**What you should do:**
Keep the pictures out. Copy every line of the listing exactly.

(Provided records Opens)

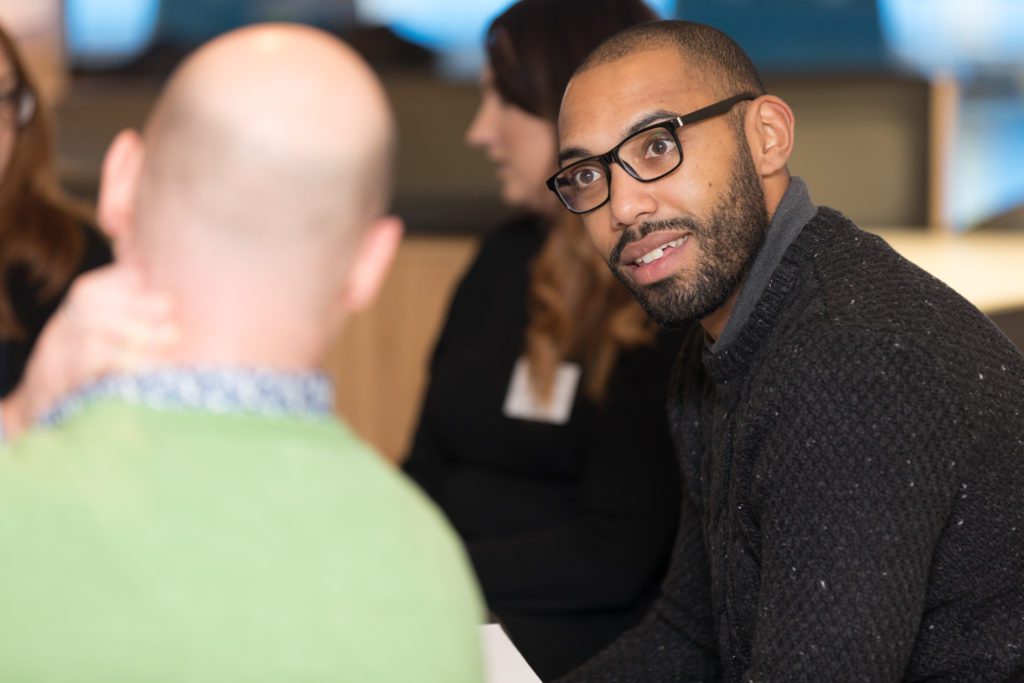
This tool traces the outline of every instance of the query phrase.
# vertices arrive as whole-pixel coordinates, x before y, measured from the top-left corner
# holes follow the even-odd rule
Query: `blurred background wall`
[[[95,198],[106,145],[145,120],[202,41],[262,20],[315,24],[378,71],[401,135],[410,238],[380,305],[330,365],[339,405],[389,457],[417,411],[437,325],[484,231],[507,217],[462,141],[480,40],[508,0],[0,0],[56,110],[65,187]],[[743,45],[797,118],[791,171],[1024,342],[1024,2],[660,0]]]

(Provided records Closes)

**Task result:**
This tool traces the outline of every instance of the query phrase.
# vertices arrive as whole-pixel coordinates, x before y, measured from the top-left corner
# holes follow the even-odd rule
Query: `blurred background wall`
[[[95,198],[106,145],[145,120],[202,41],[262,20],[315,24],[378,71],[401,135],[410,238],[380,305],[330,365],[339,405],[389,457],[417,411],[437,325],[484,231],[507,217],[462,141],[480,40],[508,0],[0,0],[56,110],[65,187]],[[743,45],[797,118],[791,171],[1024,342],[1024,2],[660,0]]]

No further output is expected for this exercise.